### AIM OF THE EXERCISE
Each line of the material below should be reproduced exactly.
===============
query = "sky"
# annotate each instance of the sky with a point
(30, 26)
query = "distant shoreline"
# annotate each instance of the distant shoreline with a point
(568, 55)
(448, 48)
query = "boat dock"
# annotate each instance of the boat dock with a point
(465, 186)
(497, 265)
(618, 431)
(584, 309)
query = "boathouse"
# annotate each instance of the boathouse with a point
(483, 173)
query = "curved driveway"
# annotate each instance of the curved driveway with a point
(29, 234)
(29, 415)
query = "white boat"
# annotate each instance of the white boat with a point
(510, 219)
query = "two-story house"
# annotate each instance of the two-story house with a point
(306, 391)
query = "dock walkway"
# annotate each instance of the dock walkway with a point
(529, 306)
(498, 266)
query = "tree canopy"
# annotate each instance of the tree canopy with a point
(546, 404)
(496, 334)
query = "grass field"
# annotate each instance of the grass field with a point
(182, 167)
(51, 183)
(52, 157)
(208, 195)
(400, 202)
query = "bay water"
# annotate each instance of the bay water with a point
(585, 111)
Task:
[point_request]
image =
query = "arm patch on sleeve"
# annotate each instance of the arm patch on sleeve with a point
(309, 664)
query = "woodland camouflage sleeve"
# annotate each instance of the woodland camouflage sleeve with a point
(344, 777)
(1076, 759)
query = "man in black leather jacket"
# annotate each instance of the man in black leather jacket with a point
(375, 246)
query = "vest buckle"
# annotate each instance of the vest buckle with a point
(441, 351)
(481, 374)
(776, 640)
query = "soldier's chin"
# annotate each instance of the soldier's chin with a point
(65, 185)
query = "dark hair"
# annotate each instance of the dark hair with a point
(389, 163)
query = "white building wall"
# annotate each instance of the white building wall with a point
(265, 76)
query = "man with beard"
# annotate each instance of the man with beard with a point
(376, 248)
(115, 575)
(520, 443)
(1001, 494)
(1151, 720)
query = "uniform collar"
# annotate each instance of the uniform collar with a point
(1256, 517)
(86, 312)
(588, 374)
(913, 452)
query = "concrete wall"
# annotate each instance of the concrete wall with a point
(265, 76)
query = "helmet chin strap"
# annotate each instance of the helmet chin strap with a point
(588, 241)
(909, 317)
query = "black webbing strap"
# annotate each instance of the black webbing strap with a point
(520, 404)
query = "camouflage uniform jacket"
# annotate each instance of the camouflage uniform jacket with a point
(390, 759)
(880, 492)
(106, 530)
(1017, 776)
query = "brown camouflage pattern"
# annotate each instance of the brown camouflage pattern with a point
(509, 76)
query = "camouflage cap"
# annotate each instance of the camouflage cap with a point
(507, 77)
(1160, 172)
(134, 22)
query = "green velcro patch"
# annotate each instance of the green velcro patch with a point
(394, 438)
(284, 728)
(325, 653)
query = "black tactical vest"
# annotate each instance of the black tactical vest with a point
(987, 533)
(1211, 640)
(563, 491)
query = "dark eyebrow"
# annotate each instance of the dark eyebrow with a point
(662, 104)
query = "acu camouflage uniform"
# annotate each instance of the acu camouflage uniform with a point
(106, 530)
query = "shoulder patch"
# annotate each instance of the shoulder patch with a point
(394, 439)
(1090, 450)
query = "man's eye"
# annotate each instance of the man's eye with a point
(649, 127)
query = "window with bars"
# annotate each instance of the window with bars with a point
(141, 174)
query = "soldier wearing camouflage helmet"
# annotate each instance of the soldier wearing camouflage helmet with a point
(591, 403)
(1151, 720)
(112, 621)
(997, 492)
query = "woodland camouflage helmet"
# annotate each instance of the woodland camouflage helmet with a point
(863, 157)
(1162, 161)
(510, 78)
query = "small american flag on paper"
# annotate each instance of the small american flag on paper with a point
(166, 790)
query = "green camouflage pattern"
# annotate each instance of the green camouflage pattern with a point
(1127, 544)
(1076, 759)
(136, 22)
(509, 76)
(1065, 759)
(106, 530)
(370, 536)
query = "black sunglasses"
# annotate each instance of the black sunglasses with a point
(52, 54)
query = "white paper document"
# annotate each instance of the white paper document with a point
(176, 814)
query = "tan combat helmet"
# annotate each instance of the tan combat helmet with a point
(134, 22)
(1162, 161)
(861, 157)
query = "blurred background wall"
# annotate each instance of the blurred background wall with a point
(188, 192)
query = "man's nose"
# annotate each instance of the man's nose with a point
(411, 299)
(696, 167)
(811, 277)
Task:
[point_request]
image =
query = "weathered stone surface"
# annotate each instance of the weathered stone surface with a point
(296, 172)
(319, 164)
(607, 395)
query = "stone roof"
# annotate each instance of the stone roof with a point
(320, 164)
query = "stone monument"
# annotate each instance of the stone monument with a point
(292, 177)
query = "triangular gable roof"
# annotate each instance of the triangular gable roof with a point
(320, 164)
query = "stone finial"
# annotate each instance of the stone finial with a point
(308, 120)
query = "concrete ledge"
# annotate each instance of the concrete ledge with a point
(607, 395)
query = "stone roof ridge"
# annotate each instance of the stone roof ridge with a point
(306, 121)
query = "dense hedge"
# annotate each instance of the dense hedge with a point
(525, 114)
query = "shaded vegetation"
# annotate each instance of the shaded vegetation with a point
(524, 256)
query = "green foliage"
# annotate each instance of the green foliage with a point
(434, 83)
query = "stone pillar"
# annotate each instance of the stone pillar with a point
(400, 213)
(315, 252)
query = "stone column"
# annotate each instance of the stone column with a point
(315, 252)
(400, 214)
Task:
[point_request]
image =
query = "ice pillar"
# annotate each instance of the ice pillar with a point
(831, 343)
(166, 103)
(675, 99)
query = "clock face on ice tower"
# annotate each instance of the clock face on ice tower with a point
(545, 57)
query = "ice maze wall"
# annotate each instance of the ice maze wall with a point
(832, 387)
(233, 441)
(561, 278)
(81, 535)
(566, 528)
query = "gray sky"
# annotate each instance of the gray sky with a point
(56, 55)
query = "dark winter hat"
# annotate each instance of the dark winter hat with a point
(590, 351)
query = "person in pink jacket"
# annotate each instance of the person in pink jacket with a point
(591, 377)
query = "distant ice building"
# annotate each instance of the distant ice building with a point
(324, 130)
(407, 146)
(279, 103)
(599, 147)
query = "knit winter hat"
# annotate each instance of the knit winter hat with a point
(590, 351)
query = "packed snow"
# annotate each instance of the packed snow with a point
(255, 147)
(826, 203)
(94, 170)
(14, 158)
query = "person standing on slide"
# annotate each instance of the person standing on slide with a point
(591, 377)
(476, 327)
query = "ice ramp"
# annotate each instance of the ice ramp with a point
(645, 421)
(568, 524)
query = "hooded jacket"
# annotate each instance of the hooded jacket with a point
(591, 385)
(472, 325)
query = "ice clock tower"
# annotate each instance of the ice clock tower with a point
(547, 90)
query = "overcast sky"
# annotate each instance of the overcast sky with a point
===============
### WRITTEN ANSWER
query = "sky"
# annotate each instance of the sky with a point
(30, 26)
query = "distant shoreline"
# annotate each instance of the distant shoreline with a point
(568, 55)
(448, 48)
query = "boat dock"
# annotate each instance of the boat dock with a point
(465, 186)
(497, 265)
(618, 431)
(584, 309)
query = "boathouse"
# annotate each instance of the boathouse with a point
(483, 173)
query = "curved driveway"
# annotate each instance of the curved driveway with a point
(29, 234)
(29, 415)
query = "white boat"
# annotate each instance of the white boat with a point
(510, 219)
query = "two-story house"
# annotate each instance of the two-story house with a point
(306, 391)
query = "dock walkway"
# annotate each instance of the dock walkway with a point
(529, 306)
(498, 266)
query = "tree canopy"
# annotate each instance of the tree canopy with a point
(546, 404)
(496, 334)
query = "grass field"
# annotate each instance of the grass field with a point
(182, 167)
(51, 183)
(52, 157)
(208, 195)
(400, 202)
query = "bay water"
# annotate each instance of the bay water with a point
(585, 111)
Task:
[point_request]
image =
query = "arm patch on sleeve"
# annotate each instance of the arm patch on sleeve with a point
(309, 664)
query = "woodland camouflage sleeve"
# annotate each instance of the woodland camouflage sleeve with a point
(344, 777)
(1076, 759)
query = "man in black leather jacket"
# annotate each instance of the man in black leather jacket with a point
(375, 246)
query = "vest buckle"
# annotate each instance of the vest buckle with a point
(441, 351)
(481, 374)
(776, 640)
query = "soldier's chin"
# annotate each instance of the soldier's chin with a point
(65, 185)
query = "dark hair"
# annotate each instance of the dark hair with a point
(389, 163)
query = "white building wall"
# annotate each instance of the white building wall with a point
(265, 76)
query = "man with beard"
# annotate each instance of the man with beard with a point
(376, 248)
(115, 575)
(520, 443)
(1001, 494)
(1151, 720)
query = "uniform collar"
# annotate each instance of the uniform collar with a point
(1256, 517)
(86, 312)
(588, 374)
(913, 452)
query = "concrete wall"
# annotate each instance of the concrete wall with a point
(265, 76)
query = "helmet chin strap"
# annotate each instance of the helmet chin strap with a point
(588, 241)
(909, 317)
query = "black webbing strap"
# annotate each instance of the black webbing strap with a point
(520, 404)
query = "camouflage uniform jacket"
# annotate each instance of the camouflage uniform jacket with a point
(390, 759)
(880, 492)
(106, 530)
(1017, 776)
query = "brown camouflage pattern"
# annotate each instance of the brown camouflage pattern with a point
(509, 76)
query = "camouflage cap"
# annotate each instance of the camouflage cap with a point
(507, 77)
(1160, 172)
(134, 22)
query = "green velcro patch"
# annotate each instance of the green velcro patch with a point
(394, 438)
(284, 728)
(325, 653)
query = "black tactical vest"
# annotate each instance of the black tactical vest with a point
(987, 533)
(1211, 640)
(563, 491)
query = "dark eyebrow"
# annotate each instance of the dark eyebrow with a point
(662, 104)
query = "acu camouflage uniform"
# annotate each instance of the acu camouflage uniform with a point
(106, 530)
query = "shoulder patch"
# annotate each instance of the shoulder patch with a point
(394, 439)
(1090, 450)
query = "man's eye"
# annotate each instance of the man's eye with a point
(649, 127)
query = "window with bars"
# annotate each instance of the window with bars with a point
(141, 174)
query = "soldier wearing camouflage helmet"
# annotate each instance of the soldier wearing camouflage helmet with a point
(591, 403)
(1151, 720)
(112, 621)
(997, 492)
query = "woodland camouflage helmet"
# annotate each instance of the woodland camouflage helmet with a point
(863, 157)
(1162, 161)
(510, 78)
query = "small american flag on paper"
# annotate each instance of the small american flag on paper with a point
(166, 790)
query = "green camouflage pattern"
# annotate each instance of the green camouflage pattern with a point
(1127, 544)
(1076, 759)
(136, 22)
(509, 76)
(1065, 759)
(106, 530)
(370, 536)
query = "black sunglasses"
# annotate each instance of the black sunglasses with a point
(52, 54)
query = "white paper document"
# annotate each instance of the white paper document with a point
(176, 814)
query = "tan combat helmet"
# annotate each instance of the tan combat helmet with a point
(134, 22)
(1162, 161)
(861, 157)
query = "blurred background wall"
# annotate each instance of the blurred background wall with a point
(188, 192)
query = "man's nose"
# annotate each instance of the man's nose with a point
(411, 299)
(696, 167)
(811, 277)
Task:
[point_request]
image =
query = "weathered stone surface"
# annotate each instance of the weathered stone surface with a point
(296, 172)
(319, 164)
(607, 395)
query = "stone roof"
# annotate each instance of the stone roof with a point
(320, 164)
query = "stone monument"
# annotate each instance of the stone monument with a point
(292, 177)
query = "triangular gable roof"
# annotate each instance of the triangular gable roof with a point
(320, 164)
query = "stone finial"
# annotate each instance of the stone finial with a point
(308, 120)
query = "concrete ledge"
# annotate each instance of the concrete ledge with a point
(607, 395)
query = "stone roof ridge"
# annotate each instance of the stone roof ridge with a point
(306, 121)
query = "dense hedge"
# annotate each instance of the dense hedge with a point
(525, 114)
query = "shaded vegetation"
# annotate each instance of the shaded vegetation with a point
(524, 256)
query = "green foliage"
# annotate each instance of the green foliage with a point
(434, 83)
query = "stone pillar"
# annotate each instance of the stone pillar with a point
(400, 213)
(315, 252)
query = "stone column"
# annotate each instance of the stone column with a point
(315, 252)
(400, 214)
Task:
[point_request]
image =
query = "ice pillar"
# annotate each instance of the ice pillar with a point
(831, 343)
(166, 103)
(675, 99)
query = "clock face on ice tower"
# annotate each instance of the clock face on ice tower with a point
(545, 57)
query = "ice maze wall"
# annotate each instance of the ice maze wall with a point
(832, 387)
(233, 441)
(561, 278)
(81, 535)
(566, 528)
query = "gray sky"
# annotate each instance of the gray sky with a point
(56, 55)
query = "dark winter hat"
# annotate each instance of the dark winter hat with a point
(590, 351)
query = "person in pink jacket"
# annotate each instance of the person in pink jacket with a point
(591, 377)
query = "distant ice building"
# annotate each instance of the distant ice building with a point
(324, 130)
(407, 146)
(279, 103)
(599, 147)
query = "knit winter hat"
# annotate each instance of the knit winter hat with a point
(590, 351)
query = "packed snow"
# annotate each instance of the packed snow with a point
(255, 147)
(826, 203)
(94, 170)
(14, 158)
query = "person standing on slide"
# annotate each instance of the person standing on slide with a point
(591, 377)
(476, 327)
query = "ice ramp"
# annotate each instance of the ice ramp with a point
(645, 421)
(568, 524)
query = "hooded jacket"
# annotate each instance of the hooded jacket with a point
(591, 385)
(472, 325)
query = "ice clock tower"
# annotate each instance of the ice clock tower with a point
(547, 90)
query = "overcast sky"
# annotate each instance of the overcast sky with a point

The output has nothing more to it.